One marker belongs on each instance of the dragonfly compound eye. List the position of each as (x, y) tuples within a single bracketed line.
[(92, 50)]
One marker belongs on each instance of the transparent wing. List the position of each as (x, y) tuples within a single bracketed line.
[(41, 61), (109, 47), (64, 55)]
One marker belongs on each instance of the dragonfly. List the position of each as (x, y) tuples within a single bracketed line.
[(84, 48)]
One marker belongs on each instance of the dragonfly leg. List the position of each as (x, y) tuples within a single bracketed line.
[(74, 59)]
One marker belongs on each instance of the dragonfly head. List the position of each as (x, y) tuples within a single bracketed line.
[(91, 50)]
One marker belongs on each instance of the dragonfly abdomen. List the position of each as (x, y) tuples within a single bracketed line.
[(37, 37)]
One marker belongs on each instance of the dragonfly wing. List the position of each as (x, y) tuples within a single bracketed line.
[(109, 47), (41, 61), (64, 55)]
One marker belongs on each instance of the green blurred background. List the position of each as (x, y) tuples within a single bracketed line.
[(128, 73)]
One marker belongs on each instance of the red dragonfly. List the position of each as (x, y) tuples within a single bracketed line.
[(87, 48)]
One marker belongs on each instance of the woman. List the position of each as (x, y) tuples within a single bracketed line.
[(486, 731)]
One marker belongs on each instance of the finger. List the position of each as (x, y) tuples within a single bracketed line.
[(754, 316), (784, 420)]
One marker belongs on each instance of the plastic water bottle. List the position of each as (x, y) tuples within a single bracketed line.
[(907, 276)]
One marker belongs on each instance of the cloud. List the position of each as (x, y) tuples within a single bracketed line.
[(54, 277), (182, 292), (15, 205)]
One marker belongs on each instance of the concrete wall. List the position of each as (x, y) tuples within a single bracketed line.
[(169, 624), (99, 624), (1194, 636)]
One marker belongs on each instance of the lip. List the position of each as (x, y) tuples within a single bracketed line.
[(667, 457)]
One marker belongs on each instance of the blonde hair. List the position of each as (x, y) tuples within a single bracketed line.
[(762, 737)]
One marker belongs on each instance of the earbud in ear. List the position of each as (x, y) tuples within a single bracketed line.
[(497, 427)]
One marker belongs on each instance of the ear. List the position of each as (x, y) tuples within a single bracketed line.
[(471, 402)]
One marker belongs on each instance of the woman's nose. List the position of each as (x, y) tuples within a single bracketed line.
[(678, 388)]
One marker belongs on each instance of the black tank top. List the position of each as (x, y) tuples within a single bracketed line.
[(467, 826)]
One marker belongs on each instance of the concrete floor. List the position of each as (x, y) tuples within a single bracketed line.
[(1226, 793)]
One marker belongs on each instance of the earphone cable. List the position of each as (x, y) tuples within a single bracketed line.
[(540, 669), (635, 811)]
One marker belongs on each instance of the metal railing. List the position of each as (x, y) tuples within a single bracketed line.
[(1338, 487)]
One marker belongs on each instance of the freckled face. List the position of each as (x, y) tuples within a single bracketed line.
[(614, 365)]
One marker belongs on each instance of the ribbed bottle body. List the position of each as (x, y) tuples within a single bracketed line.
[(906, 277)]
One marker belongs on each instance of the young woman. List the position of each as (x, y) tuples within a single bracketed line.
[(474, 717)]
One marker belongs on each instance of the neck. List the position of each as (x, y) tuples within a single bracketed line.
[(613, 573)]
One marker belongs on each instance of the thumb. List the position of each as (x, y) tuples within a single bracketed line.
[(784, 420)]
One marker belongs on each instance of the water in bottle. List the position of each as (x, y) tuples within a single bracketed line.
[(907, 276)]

> **TASK PROMPT**
Rewrite every line of the entries above as a numbered list, omitting any blank lines.

> **THE OUTPUT**
1. One marker belongs on each instance of the dragonfly compound eye. List the position of each as (x, y) tuples within a single bracketed line.
2. [(92, 50)]
3. One marker belongs on each instance of the transparent wing. List the position of each as (x, y) tuples within a single bracketed line.
4. [(41, 61), (109, 47), (64, 55)]
5. One marker belongs on each instance of the dragonfly. List the position of each as (x, y) tuples within a single bracketed line.
6. [(84, 48)]
7. One marker belongs on each instance of the dragonfly leg. List the position of each as (x, y) tuples within a single bracketed line.
8. [(74, 59)]
9. One marker belongs on each instance of the dragonfly head. List the position of each as (x, y) tuples within a single bracketed line.
10. [(91, 50)]
11. One marker belongs on each instance of the dragonfly abdomen. List the position of each as (x, y) tuples within a single bracketed line.
12. [(37, 37)]
13. One marker belongs on each instance of the dragonfly wing. List the position of each as (x, y) tuples within a single bracketed line.
14. [(109, 47), (41, 61), (64, 55)]
15. One marker belongs on each instance of the green blurred background. List the position of each as (x, y) tuples within a single bracketed line.
16. [(128, 73)]
17. One marker belongs on each instance of the red dragonfly. List the position of each as (x, y) tuples within a single bracketed line.
18. [(87, 48)]
19. One marker belongs on each instance of the woman. List the position of each as (x, y) tuples within a single bracketed line.
20. [(486, 731)]
21. One marker belongs on each instance of the finger. List the position of each as (x, y) tuples within a single bracketed line.
22. [(754, 316), (784, 420)]
23. One marker belongs on each instance of the plastic water bottle. List the position of each as (x, y) tuples within a single bracketed line.
24. [(907, 276)]
25. One marker belongs on each instance of the cloud. List the position of each as (x, y) tuples within a single bracketed line.
26. [(54, 277), (182, 292), (15, 205)]
27. One marker belongs on each instance of the concrete wall. List the position of each as (x, y) tuples within a single bracketed line.
28. [(169, 624), (99, 624), (1194, 636)]
29. One marker belongs on each instance of the lip. List the position of each as (x, y) tuples within a single bracketed line.
30. [(667, 457)]
31. One marker belongs on each instance of the blonde hair. List the position of each as (x, y) tuples within a single bracketed line.
32. [(762, 737)]
33. One marker belongs on each instance of the earbud in ear. List the position of each as (x, y) tuples within a single bracketed line.
34. [(497, 427)]
35. One marker belongs on each instance of the ear. List the position of each as (x, y) tuples within a single bracketed line.
36. [(471, 402)]
37. One marker belongs on each instance of the woman's nose. List the position of each as (x, y) tuples within a single bracketed line.
38. [(678, 388)]
39. One marker belongs on each instance of the black tank top. List the position of each as (x, y) tuples within a single bracketed line.
40. [(467, 826)]
41. One marker belongs on each instance of the concrete floor. List the position of each as (x, y) tuples within a single bracketed line.
42. [(1226, 793)]
43. One marker belongs on each instance of the earphone cable. List the position of each as (x, y) tuples within a single bracketed line.
44. [(540, 669), (635, 811)]
45. One marker belongs on each instance of the metal railing. List the position of each as (x, y) tuples within a single bracketed line.
46. [(1338, 487)]
47. One marker belongs on each instance of the freckled face. List the position of each as (x, y) tuples within a single bracketed line.
48. [(614, 365)]
49. One marker belongs on each instance of the ribbed bottle body. List the position of each as (x, y) tuples within a single bracketed line.
50. [(906, 277)]
51. One marker belongs on each instance of the young woman. List the position of each as (x, y) tuples within a single bracketed line.
52. [(474, 717)]
53. One marker belongs on each instance of the neck. List the position of each as (x, y) tuples within a single bracketed line.
54. [(613, 573)]
55. One marker belongs on each instance of the thumb. List the position of each as (x, y) tuples within a single bracketed line.
56. [(784, 420)]
57. One marker belongs on each instance of the water in bottle. List the position of each as (x, y) tuples within a single bracketed line.
58. [(907, 276)]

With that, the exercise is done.